■ Entries shown
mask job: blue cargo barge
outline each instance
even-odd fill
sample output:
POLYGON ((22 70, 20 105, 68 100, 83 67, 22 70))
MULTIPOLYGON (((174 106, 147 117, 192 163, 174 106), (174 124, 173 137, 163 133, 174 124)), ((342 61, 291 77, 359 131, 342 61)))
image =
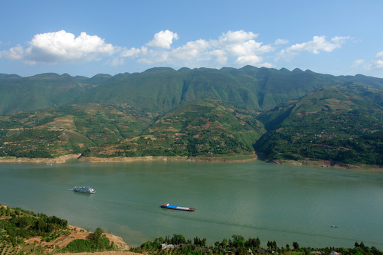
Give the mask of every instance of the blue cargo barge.
POLYGON ((174 209, 174 210, 187 210, 187 211, 194 211, 194 208, 185 208, 182 206, 174 206, 170 205, 170 204, 165 203, 162 205, 161 205, 162 208, 167 208, 167 209, 174 209))

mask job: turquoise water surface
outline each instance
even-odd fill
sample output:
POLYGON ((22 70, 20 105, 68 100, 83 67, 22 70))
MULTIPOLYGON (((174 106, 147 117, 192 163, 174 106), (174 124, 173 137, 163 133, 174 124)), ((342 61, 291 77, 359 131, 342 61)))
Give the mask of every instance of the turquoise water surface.
POLYGON ((383 172, 248 163, 1 164, 0 203, 131 245, 173 234, 383 249, 383 172), (95 194, 74 193, 90 186, 95 194), (164 203, 194 212, 160 208, 164 203), (338 226, 337 228, 331 227, 338 226))

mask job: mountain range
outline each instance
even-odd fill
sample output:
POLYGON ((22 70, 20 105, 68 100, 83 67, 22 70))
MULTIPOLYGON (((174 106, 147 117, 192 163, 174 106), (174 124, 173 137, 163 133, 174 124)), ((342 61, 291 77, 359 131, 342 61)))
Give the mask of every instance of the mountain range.
POLYGON ((383 79, 360 74, 251 66, 0 74, 0 156, 257 153, 381 166, 382 90, 383 79))

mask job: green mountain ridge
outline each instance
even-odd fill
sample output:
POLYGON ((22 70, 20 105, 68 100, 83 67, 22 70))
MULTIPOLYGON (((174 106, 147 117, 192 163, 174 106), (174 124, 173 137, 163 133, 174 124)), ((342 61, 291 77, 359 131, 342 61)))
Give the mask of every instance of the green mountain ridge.
POLYGON ((212 97, 236 107, 265 110, 323 85, 345 82, 382 89, 383 79, 357 74, 335 76, 295 69, 245 66, 221 69, 167 67, 91 78, 48 73, 30 77, 0 74, 0 114, 68 103, 128 103, 165 113, 188 100, 212 97))
POLYGON ((362 75, 251 66, 0 74, 0 110, 21 111, 0 116, 0 156, 257 153, 382 166, 382 86, 362 75))
POLYGON ((323 87, 265 113, 257 152, 271 159, 383 164, 383 108, 343 88, 323 87))

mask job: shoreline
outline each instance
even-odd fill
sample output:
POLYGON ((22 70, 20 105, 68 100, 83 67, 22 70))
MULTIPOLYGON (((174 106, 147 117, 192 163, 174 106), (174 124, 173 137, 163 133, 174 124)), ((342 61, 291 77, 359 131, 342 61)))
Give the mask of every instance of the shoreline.
POLYGON ((119 163, 119 162, 245 162, 249 161, 257 160, 258 157, 256 154, 245 156, 243 159, 235 159, 230 158, 213 157, 188 157, 188 156, 144 156, 134 157, 83 157, 81 154, 67 154, 57 158, 16 158, 16 157, 0 157, 1 163, 43 163, 43 164, 65 164, 70 160, 76 160, 82 162, 89 163, 119 163))
POLYGON ((260 159, 257 154, 242 156, 244 159, 235 159, 235 157, 231 159, 214 157, 188 157, 188 156, 144 156, 134 157, 83 157, 81 154, 67 154, 57 158, 16 158, 15 157, 0 157, 1 163, 35 163, 35 164, 65 164, 68 161, 74 160, 80 162, 88 163, 121 163, 121 162, 226 162, 226 163, 244 163, 255 160, 262 160, 265 162, 276 164, 286 164, 294 166, 311 166, 318 167, 332 167, 336 169, 352 170, 377 170, 383 171, 382 166, 370 166, 363 164, 350 164, 338 162, 332 160, 288 160, 288 159, 260 159))
POLYGON ((288 159, 272 159, 266 160, 266 162, 277 164, 285 164, 291 166, 318 166, 323 168, 335 168, 340 169, 349 169, 349 170, 374 170, 374 171, 383 171, 383 166, 370 166, 363 164, 350 164, 343 162, 335 162, 333 160, 288 160, 288 159))

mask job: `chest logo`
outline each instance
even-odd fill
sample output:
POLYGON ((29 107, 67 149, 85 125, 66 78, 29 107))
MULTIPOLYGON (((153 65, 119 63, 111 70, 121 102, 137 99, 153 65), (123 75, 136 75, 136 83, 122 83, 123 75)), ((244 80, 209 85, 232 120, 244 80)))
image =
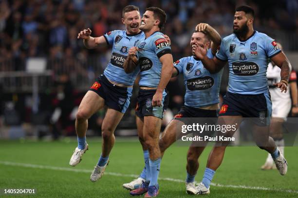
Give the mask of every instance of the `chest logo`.
POLYGON ((254 42, 253 43, 252 43, 250 44, 250 50, 251 50, 252 51, 255 51, 257 50, 257 43, 255 43, 254 42))
POLYGON ((196 71, 195 71, 195 76, 199 76, 201 74, 202 74, 202 71, 201 71, 201 70, 197 69, 196 70, 196 71))
POLYGON ((193 63, 187 63, 187 65, 186 65, 186 71, 189 71, 192 69, 193 67, 193 63))
POLYGON ((235 49, 236 48, 236 44, 230 45, 230 53, 232 53, 235 51, 235 49))
POLYGON ((115 43, 118 43, 122 39, 122 37, 120 35, 117 35, 115 38, 115 43))
POLYGON ((239 60, 241 61, 246 61, 247 60, 245 54, 244 53, 240 53, 240 56, 239 56, 239 60))
POLYGON ((142 49, 144 48, 144 46, 145 46, 145 45, 146 44, 146 42, 142 42, 142 43, 141 43, 141 44, 139 45, 139 49, 142 49))
POLYGON ((121 49, 120 50, 120 52, 123 53, 127 53, 127 47, 122 46, 121 49))

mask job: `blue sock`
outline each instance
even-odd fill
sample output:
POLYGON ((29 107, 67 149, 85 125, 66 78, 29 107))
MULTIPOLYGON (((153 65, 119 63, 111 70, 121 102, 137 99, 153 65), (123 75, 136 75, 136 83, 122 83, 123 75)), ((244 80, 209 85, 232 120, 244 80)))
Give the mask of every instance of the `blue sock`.
MULTIPOLYGON (((144 180, 146 180, 147 177, 146 161, 148 161, 148 159, 149 158, 149 153, 148 152, 148 150, 144 150, 143 152, 144 161, 145 163, 145 166, 143 169, 143 171, 142 171, 142 172, 141 173, 141 175, 140 175, 140 177, 144 179, 144 180)), ((149 163, 149 162, 148 163, 149 163)))
POLYGON ((146 182, 149 183, 151 180, 151 171, 150 171, 150 165, 149 164, 149 152, 148 150, 144 151, 144 160, 146 168, 146 182))
POLYGON ((275 160, 276 158, 279 157, 279 151, 277 148, 277 147, 276 147, 276 149, 275 149, 275 151, 272 153, 270 154, 271 154, 271 157, 272 157, 272 159, 273 159, 273 160, 275 160))
POLYGON ((159 170, 160 169, 160 163, 161 158, 157 158, 155 160, 151 160, 149 158, 149 164, 150 165, 150 171, 151 172, 151 180, 149 186, 155 186, 158 188, 157 180, 158 175, 159 175, 159 170))
POLYGON ((97 165, 100 167, 104 166, 108 162, 108 160, 109 160, 109 156, 107 156, 106 157, 103 157, 101 156, 101 154, 100 154, 100 157, 98 160, 97 165))
POLYGON ((194 182, 194 178, 196 177, 196 175, 190 175, 188 172, 186 172, 187 177, 186 182, 187 183, 192 183, 194 182))
POLYGON ((84 137, 77 137, 77 148, 81 149, 85 148, 86 144, 86 136, 84 137))
POLYGON ((213 178, 213 176, 215 174, 215 171, 211 169, 206 168, 205 169, 205 172, 204 172, 204 176, 203 176, 203 179, 202 181, 203 183, 204 184, 206 188, 209 188, 211 181, 213 178))

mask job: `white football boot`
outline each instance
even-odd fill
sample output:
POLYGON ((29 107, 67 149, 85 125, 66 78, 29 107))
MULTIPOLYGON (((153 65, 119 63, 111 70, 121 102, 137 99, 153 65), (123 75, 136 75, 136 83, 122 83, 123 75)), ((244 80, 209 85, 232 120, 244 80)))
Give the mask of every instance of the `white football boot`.
POLYGON ((88 144, 86 143, 85 148, 81 149, 77 147, 74 151, 74 153, 69 161, 69 165, 73 166, 75 166, 82 160, 82 155, 88 149, 88 144))
POLYGON ((108 161, 106 165, 103 166, 98 166, 98 165, 96 165, 94 166, 94 170, 93 170, 90 176, 90 181, 92 182, 95 182, 101 178, 105 170, 106 170, 106 168, 108 164, 109 161, 108 161))
POLYGON ((146 181, 146 180, 141 177, 139 177, 137 179, 132 180, 129 183, 123 183, 122 186, 127 190, 133 190, 138 188, 141 185, 146 181))
POLYGON ((284 175, 287 173, 287 171, 288 171, 288 164, 287 163, 287 161, 284 159, 283 155, 282 155, 279 149, 279 156, 274 160, 274 163, 275 163, 277 168, 279 171, 280 175, 284 175))
POLYGON ((195 185, 194 182, 190 182, 189 183, 186 182, 185 186, 186 188, 186 193, 189 195, 197 194, 198 190, 196 188, 196 185, 195 185))
POLYGON ((209 190, 209 188, 206 188, 206 186, 204 185, 203 182, 201 182, 196 186, 196 189, 197 190, 197 193, 196 195, 205 195, 208 194, 210 193, 210 191, 209 190))

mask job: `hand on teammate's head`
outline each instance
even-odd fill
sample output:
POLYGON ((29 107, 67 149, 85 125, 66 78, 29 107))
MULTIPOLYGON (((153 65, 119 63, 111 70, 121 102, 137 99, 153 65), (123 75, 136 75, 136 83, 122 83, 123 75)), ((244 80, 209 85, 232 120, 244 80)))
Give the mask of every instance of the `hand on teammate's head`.
POLYGON ((199 32, 205 32, 206 28, 209 26, 209 25, 207 23, 199 23, 196 26, 196 31, 199 32))
POLYGON ((80 33, 77 35, 77 38, 82 38, 83 39, 87 39, 90 36, 91 34, 91 30, 90 28, 87 29, 84 29, 83 31, 80 32, 80 33))

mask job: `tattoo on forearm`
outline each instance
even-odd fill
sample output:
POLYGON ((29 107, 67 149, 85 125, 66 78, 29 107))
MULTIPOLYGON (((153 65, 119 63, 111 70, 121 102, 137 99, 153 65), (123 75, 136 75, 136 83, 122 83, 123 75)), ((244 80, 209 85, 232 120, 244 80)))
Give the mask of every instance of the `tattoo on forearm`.
POLYGON ((285 61, 281 64, 280 69, 280 78, 281 80, 284 80, 287 81, 289 81, 290 77, 290 66, 288 61, 285 61))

■ Task goal
Copy each line of the records above that contains the string "logo", treating uppercase and lowercase as different.

■ Task output
mask job: `chest logo`
Give the mask of every instance of the `chest logo`.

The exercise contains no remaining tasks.